--- Written exercise ---
Output, line for line and unchanged, only the data from the line that contains "label the railing baluster, a" through the end of the data, including both of those lines.

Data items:
* begin *

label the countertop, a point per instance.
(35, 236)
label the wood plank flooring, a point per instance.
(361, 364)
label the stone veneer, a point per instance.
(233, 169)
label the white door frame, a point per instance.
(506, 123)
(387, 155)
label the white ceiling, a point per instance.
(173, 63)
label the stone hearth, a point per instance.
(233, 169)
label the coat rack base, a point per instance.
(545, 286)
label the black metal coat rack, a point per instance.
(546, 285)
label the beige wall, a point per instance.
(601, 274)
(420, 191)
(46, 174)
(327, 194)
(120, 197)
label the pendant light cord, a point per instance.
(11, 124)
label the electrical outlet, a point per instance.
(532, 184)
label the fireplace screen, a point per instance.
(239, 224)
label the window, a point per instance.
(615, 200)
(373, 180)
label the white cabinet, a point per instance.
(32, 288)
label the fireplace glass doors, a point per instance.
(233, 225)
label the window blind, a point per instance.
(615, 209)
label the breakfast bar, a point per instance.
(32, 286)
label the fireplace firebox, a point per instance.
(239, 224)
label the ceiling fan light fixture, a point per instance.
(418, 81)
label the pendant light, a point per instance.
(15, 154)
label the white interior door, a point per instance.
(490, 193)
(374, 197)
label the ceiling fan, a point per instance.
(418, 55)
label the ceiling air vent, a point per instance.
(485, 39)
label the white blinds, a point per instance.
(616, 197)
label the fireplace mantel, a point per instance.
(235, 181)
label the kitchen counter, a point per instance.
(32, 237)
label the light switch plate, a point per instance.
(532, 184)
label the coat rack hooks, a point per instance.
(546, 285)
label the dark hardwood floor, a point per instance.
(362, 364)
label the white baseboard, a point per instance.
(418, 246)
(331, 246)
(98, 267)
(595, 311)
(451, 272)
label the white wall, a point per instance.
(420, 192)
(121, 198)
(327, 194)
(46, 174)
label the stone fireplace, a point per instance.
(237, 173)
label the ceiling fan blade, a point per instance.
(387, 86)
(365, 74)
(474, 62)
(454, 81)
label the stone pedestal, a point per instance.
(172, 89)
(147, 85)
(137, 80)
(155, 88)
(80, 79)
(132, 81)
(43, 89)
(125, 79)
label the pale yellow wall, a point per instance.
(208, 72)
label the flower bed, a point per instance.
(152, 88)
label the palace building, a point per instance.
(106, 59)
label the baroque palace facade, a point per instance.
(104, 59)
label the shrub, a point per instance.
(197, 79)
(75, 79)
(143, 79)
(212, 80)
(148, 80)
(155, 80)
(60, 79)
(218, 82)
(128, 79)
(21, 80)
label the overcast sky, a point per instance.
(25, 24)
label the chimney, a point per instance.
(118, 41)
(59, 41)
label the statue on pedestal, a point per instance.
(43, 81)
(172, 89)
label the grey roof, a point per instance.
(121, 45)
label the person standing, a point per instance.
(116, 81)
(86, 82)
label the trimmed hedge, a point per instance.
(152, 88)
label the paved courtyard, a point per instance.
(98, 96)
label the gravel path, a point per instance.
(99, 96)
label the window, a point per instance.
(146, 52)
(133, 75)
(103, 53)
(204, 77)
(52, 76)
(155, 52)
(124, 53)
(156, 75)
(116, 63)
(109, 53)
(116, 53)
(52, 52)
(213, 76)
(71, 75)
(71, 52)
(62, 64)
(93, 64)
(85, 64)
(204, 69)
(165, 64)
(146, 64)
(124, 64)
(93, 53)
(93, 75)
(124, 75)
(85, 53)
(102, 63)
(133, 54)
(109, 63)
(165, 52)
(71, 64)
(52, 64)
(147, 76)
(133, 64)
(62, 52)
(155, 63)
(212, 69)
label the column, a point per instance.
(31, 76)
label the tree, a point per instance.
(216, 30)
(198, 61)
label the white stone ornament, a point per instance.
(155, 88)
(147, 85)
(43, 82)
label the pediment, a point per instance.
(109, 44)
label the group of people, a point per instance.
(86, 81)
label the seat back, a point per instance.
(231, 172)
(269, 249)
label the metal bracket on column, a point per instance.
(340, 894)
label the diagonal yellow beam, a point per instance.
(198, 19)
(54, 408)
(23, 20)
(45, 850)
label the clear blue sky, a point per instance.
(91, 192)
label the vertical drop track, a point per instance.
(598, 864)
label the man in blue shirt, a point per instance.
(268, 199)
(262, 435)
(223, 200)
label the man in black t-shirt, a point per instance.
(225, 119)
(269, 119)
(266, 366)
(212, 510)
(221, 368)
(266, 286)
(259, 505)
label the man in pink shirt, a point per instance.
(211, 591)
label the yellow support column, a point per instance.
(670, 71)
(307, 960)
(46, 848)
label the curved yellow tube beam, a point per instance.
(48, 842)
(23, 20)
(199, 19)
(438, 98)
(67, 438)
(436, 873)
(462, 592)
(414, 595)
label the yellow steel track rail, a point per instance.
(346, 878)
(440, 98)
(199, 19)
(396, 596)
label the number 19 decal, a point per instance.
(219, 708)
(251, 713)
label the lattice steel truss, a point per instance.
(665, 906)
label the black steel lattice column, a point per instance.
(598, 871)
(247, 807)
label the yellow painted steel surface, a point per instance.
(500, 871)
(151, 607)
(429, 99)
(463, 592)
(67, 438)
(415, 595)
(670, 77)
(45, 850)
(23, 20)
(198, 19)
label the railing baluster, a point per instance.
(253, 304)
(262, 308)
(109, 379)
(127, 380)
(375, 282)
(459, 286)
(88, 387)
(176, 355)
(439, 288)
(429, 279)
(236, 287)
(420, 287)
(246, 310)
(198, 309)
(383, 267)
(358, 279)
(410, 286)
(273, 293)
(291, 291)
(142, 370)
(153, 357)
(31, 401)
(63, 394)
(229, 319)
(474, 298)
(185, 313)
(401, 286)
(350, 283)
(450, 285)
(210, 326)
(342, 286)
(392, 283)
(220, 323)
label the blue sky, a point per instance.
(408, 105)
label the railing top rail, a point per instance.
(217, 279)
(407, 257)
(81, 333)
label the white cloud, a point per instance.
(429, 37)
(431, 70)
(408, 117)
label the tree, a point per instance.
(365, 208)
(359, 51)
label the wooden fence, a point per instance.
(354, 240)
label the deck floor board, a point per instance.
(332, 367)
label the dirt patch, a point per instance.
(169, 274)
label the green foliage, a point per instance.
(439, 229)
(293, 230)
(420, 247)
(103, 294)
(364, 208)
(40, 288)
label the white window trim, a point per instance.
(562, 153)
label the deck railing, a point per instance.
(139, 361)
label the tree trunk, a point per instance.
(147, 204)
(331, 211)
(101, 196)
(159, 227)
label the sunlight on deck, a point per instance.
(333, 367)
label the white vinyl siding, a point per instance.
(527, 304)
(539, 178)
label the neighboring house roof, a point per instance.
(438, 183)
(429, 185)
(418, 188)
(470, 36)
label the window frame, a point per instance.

* end *

--- Response to this exercise ---
label the railing baluster, a point per instance.
(253, 304)
(262, 308)
(109, 379)
(127, 380)
(375, 282)
(459, 286)
(88, 387)
(176, 355)
(439, 288)
(429, 279)
(236, 287)
(420, 287)
(246, 310)
(198, 309)
(383, 267)
(358, 279)
(410, 286)
(273, 293)
(291, 291)
(142, 370)
(153, 357)
(31, 401)
(63, 394)
(229, 319)
(474, 298)
(185, 313)
(401, 286)
(350, 283)
(450, 285)
(210, 326)
(342, 286)
(392, 283)
(220, 323)
label the blue sky, a point per instance.
(408, 105)
label the railing top rail, a point per instance.
(217, 279)
(407, 257)
(81, 333)
label the white cloud, a point per instance.
(429, 37)
(431, 70)
(408, 117)
label the tree, a point per instance.
(365, 208)
(359, 51)
label the wooden fence, a point per instance.
(354, 240)
label the deck floor board, a point per instance.
(332, 367)
label the dirt patch, a point per instance.
(169, 274)
label the green foliage, a point per instance.
(439, 229)
(293, 230)
(420, 247)
(103, 294)
(364, 208)
(40, 288)
label the white window trim, a point per instance.
(562, 153)
label the deck railing, a point per instance.
(139, 361)
label the tree trunk, a point per instance.
(147, 204)
(331, 211)
(101, 196)
(159, 227)
label the sunlight on deck, a point per instance.
(333, 367)
label the white vinyl siding, a point per instance.
(527, 304)
(539, 178)
label the neighboring house roof, a point per instance.
(438, 183)
(429, 185)
(418, 188)
(470, 36)
label the window frame, a point per instance.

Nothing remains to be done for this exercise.